PROBLEM:
For each line below, return an exact copy.

[Items from a data source]

# # #

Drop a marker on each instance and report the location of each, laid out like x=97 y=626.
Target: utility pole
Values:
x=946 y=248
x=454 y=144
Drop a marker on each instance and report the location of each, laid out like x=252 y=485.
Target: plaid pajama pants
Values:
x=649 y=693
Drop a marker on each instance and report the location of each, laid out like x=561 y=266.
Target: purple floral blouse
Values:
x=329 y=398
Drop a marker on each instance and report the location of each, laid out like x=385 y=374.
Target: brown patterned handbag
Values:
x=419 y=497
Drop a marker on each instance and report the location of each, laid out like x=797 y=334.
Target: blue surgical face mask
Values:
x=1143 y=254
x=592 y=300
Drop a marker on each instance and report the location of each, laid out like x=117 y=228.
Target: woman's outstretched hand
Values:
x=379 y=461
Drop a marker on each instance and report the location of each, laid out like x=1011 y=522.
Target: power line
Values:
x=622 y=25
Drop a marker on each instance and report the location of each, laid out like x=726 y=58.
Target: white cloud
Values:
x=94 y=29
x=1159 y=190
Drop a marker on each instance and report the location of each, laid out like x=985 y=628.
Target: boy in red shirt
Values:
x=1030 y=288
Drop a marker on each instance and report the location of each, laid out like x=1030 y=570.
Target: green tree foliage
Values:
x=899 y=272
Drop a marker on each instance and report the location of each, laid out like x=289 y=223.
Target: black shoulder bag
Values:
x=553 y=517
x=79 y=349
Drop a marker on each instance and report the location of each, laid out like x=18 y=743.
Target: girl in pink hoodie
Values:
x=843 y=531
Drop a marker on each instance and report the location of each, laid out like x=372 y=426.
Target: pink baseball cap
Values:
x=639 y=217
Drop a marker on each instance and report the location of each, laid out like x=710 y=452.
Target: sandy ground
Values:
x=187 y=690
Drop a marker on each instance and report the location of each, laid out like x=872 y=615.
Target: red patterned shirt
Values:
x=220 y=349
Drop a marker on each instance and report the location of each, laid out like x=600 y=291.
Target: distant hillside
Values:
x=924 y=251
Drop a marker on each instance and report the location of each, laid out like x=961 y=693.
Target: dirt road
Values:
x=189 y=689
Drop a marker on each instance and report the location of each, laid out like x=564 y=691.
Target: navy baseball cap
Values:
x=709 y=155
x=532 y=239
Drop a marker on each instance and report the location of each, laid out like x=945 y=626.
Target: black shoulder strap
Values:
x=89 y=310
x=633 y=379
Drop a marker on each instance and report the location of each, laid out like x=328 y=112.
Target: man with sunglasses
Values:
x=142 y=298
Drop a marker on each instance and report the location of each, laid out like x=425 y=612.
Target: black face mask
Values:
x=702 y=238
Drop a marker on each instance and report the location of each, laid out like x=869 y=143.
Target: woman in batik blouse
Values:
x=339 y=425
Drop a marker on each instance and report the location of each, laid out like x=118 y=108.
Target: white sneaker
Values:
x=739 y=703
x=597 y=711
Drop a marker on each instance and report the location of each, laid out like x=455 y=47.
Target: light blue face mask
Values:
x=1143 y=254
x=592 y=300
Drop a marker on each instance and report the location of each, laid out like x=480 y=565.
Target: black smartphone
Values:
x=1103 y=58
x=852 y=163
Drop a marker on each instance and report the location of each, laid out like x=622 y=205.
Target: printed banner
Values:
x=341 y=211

# # #

ANSWER FOR THIS EXERCISE:
Drop a marker on each instance and report the location of each, laid out like x=97 y=626.
Target: utility pole
Values:
x=946 y=248
x=454 y=144
Drop a marker on each instance and report the location of each, laid out like x=252 y=485.
Target: plaid pajama pants
Values:
x=649 y=693
Drop a marker on each instance and report the location of each, laid out like x=561 y=266.
Target: purple floral blouse
Values:
x=329 y=398
Drop a marker on each instance and report the location of each, laid out like x=385 y=374.
Target: brown patterned handbag
Values:
x=419 y=497
Drop a marker on each instance and report the location of each, laid out like x=797 y=334.
Target: blue surgical face mask
Values:
x=1143 y=254
x=592 y=300
Drop a marker on each instance and report the location of each, laid out like x=117 y=228.
Target: woman's outstretched hand
Values:
x=379 y=461
Drop a marker on each instance and report the location of each, laid out like x=1011 y=522.
Target: power line
Values:
x=622 y=25
Drop a marker on each instance and report the location of each, laid out like x=726 y=58.
Target: white cloud
Values:
x=94 y=29
x=1159 y=190
Drop a marker on each instance and report the location of each, laid out like x=985 y=628.
Target: boy in red shirt
Values:
x=1030 y=288
Drop a marker on each instance and report the location of each, laid out like x=1030 y=570.
Target: green tree foliage
Values:
x=899 y=272
Drop a marker on each instance and report the location of each, laid out like x=289 y=223.
Target: black shoulder bag
Values:
x=553 y=517
x=79 y=349
Drop a marker on each instance and report the location of each, laid out like x=18 y=743.
Target: girl in pink hoodie
Values:
x=843 y=531
Drop a marker on each instance and report the location of each, laid out like x=372 y=426.
Target: pink baseball cap
Values:
x=639 y=217
Drop a marker on each instance and report the location of each, laid out like x=710 y=452.
Target: sandy ground
Values:
x=187 y=690
Drop a marker on each instance and report the location of each, laid out like x=872 y=615.
Target: red patterned shirt
Values:
x=220 y=349
Drop a marker on each instance and report the location of each, laid out like x=600 y=291.
Target: distant hillside
Values:
x=924 y=251
Drop a marker on each instance and report the location of each, laid out like x=961 y=693.
Target: dirt road
Values:
x=189 y=689
Drop a marker on each instance and report the location of each, laid out like x=564 y=691.
Target: navy baseball cap
Values:
x=709 y=155
x=532 y=239
Drop a marker on each instance and report the location of each, laid out like x=945 y=626.
Target: black shoulder strap
Values:
x=89 y=310
x=633 y=379
Drop a marker on each instance and report the location of each, laid out like x=328 y=112.
Target: man with sunglasses
Values:
x=142 y=298
Drop a marker on each instance and report the location of each, laid out like x=425 y=612.
Target: black face mask
Values:
x=702 y=238
Drop a marker on each instance and report the location of each, laid out like x=869 y=143.
Target: woman in batik blouse
Values:
x=339 y=425
Drop a marker on each instance and report the location of each, laid out like x=118 y=108.
Target: white sneaker
Values:
x=739 y=703
x=597 y=711
Drop a marker on each instance and report the location of each, laid out like x=455 y=47.
Target: light blue face mask
Values:
x=1143 y=254
x=592 y=300
Drop a marker on each instance and report the location of each, laid out like x=480 y=565.
Target: black smartphone
Values:
x=1103 y=58
x=852 y=163
Drop a marker on each instance and report the location of each, laid out like x=622 y=205.
Target: printed banner
Values:
x=341 y=211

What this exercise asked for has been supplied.